Renegotiate The Constitution

6 Feb

We, the People...ForgottenWhat is this talk by Louis Michael Seidman of “giving up on the Constitution“?

Our obsession with the Constitution has saddled us with a dysfunctional political system, kept us from debating the merits of divisive issues and inflamed our public discourse. Instead of arguing about what is to be done, we argue about what James Madison might have wanted done 225 years ago.

Anyone can also listen to Russ Roberts interview Seidman on the Constitution, which I recommend – it’s one of my favorite podcasts.

I don’t want to add myself to the trolls who plague Seidman, because he makes some good points. I agree with his conclusion, in spirit, for the reasons he gives, but I also would argue that the Constitution has an adequate mechanism for amendment, one that has worked 27 times now. And, that amendment mechanism is more majoritarian than the one with which the Articles of Confederation burdened the delegates in Philadelphia in 1787. I would argue that is the problem: states have more power than influence, to stymie reform and assert minority rights over majority opinion reached through legitimate means or protest.

^^^^

Goal 1 – According to the post on the Constitution, how many times has the Constitution's amendment mechanism worked?
Goal 2 – Write out the part of the Constitution post that opens with the words containing "Our obsession with" and closes with "225 years ago.".

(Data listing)
^^^^

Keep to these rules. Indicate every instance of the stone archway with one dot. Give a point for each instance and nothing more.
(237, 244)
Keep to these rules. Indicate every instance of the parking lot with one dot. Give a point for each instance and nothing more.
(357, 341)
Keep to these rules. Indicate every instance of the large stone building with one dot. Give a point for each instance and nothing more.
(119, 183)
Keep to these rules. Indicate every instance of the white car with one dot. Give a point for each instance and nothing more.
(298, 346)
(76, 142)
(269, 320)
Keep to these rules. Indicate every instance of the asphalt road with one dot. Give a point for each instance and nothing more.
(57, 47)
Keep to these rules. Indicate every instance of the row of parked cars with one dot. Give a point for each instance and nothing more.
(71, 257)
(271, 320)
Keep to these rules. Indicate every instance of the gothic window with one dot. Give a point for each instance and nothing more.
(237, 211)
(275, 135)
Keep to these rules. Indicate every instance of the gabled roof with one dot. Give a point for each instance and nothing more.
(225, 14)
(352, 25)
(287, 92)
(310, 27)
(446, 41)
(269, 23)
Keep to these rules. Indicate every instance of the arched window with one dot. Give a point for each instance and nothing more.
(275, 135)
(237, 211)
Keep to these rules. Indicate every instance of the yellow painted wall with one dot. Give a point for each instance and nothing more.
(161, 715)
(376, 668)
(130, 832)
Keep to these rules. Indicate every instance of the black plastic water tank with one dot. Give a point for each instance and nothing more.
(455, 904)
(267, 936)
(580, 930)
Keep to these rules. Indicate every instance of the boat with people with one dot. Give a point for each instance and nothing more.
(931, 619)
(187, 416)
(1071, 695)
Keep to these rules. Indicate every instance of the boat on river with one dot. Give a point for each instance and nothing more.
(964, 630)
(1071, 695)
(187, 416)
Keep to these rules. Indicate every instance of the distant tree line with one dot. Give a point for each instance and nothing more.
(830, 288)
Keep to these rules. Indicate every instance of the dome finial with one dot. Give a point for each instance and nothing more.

^^^^

Full output 1 – 27 times.

Full output 2 –
Our obsession with the Constitution has saddled us with a dysfunctional political system, kept us from debating the merits of divisive issues and inflamed our public discourse. Instead of arguing about what is to be done, we argue about what James Madison might have wanted done 225 years ago.